#### TO DO
Filter the listing below down to the lines that contain the string "grass", and copy each matching line in full. The match is case-sensitive.

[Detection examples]

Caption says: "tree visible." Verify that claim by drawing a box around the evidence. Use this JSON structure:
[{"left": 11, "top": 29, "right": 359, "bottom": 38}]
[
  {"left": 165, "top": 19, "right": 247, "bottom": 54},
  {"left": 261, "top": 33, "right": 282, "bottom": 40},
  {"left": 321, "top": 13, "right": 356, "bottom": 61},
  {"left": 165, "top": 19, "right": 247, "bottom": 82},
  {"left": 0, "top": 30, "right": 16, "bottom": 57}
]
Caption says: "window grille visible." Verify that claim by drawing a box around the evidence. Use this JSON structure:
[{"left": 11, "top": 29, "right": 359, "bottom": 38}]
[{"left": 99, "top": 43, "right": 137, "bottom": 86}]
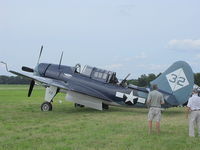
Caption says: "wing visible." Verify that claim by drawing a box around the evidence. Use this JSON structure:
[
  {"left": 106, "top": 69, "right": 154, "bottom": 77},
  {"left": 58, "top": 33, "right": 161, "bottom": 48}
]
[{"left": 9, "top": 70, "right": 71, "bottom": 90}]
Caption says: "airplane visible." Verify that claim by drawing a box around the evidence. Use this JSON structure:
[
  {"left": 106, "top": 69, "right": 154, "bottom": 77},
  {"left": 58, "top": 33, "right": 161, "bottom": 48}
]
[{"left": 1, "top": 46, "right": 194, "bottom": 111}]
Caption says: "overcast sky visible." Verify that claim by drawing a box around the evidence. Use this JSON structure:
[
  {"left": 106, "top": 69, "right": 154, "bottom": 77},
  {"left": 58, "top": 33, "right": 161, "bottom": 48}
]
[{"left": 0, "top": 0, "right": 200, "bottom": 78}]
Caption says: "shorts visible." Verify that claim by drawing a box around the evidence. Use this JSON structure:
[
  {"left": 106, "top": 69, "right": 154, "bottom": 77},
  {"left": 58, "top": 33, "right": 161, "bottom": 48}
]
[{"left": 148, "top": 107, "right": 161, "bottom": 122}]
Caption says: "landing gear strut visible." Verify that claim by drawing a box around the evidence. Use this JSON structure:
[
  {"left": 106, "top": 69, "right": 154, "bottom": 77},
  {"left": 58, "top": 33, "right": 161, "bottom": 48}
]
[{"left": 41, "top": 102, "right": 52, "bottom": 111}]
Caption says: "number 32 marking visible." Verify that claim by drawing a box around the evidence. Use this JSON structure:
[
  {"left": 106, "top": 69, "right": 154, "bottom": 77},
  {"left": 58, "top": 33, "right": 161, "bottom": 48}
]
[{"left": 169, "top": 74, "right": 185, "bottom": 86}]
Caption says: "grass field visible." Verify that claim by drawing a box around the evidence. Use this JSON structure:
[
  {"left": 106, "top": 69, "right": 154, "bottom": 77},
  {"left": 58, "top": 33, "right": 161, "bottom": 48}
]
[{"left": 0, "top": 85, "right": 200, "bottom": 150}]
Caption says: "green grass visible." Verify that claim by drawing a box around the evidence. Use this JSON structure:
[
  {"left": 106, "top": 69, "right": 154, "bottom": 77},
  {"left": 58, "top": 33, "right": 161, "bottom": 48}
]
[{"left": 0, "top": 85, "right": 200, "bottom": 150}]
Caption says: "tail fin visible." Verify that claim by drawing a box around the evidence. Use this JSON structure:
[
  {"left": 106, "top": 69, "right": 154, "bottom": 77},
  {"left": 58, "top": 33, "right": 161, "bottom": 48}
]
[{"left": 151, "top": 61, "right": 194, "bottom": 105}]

#### EXERCISE SOLUTION
Caption says: "grass field visible." Verify that claim by drawing a box around the evidence. Use this JSON structure:
Caption says: "green grass visible." Verify that claim by drawing a box around the evidence. Use this JSON structure:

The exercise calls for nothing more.